> [WORK TASK]: In how many lines of the records does "rough" appear? Answer with one number.

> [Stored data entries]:
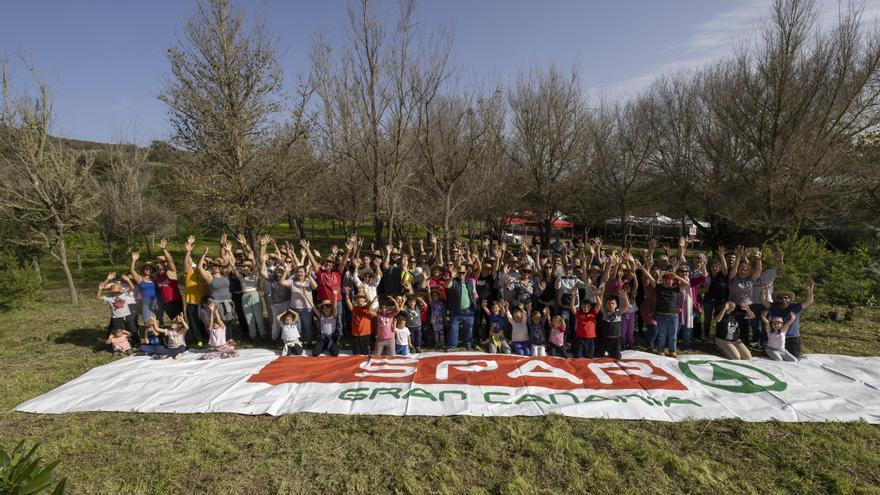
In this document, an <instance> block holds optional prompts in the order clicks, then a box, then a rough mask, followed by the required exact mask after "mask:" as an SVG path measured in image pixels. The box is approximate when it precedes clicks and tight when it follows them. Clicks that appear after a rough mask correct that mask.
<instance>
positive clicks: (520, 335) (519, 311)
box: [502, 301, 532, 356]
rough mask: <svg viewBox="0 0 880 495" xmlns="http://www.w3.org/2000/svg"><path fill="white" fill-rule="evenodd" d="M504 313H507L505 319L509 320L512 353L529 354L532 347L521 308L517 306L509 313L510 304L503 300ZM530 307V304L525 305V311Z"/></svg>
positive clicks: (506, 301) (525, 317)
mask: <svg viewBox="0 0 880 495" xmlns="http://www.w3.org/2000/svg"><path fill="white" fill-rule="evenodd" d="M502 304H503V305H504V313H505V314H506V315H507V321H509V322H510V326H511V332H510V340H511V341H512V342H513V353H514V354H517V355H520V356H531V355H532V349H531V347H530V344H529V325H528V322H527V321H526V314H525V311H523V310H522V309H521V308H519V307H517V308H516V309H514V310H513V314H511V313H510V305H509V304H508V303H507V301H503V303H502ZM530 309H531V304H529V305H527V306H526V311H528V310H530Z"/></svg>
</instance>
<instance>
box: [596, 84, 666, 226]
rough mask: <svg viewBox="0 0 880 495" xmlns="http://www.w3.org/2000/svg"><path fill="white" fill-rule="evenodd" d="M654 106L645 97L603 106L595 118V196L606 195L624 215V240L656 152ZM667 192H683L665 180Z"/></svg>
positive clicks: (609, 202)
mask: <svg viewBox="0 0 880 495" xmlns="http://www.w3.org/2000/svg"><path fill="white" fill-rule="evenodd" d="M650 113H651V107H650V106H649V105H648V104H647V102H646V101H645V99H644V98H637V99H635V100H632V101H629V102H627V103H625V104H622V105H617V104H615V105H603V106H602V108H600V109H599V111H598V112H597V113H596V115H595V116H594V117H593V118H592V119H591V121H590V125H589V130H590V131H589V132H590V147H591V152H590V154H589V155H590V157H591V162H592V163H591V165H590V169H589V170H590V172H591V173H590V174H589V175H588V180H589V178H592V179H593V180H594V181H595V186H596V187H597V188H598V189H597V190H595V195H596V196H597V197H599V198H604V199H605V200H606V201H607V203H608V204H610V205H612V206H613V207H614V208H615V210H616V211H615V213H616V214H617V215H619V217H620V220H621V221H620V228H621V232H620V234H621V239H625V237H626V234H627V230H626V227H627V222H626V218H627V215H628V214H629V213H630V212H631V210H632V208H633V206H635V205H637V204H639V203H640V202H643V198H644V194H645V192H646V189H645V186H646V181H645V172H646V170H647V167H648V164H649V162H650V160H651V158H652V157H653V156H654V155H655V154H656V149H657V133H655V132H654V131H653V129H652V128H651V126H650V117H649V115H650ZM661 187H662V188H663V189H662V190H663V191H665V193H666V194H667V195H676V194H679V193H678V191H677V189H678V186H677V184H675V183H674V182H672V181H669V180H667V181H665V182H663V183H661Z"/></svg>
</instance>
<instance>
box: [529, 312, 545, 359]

> [OUTPUT FOR THIS EXERCISE]: 3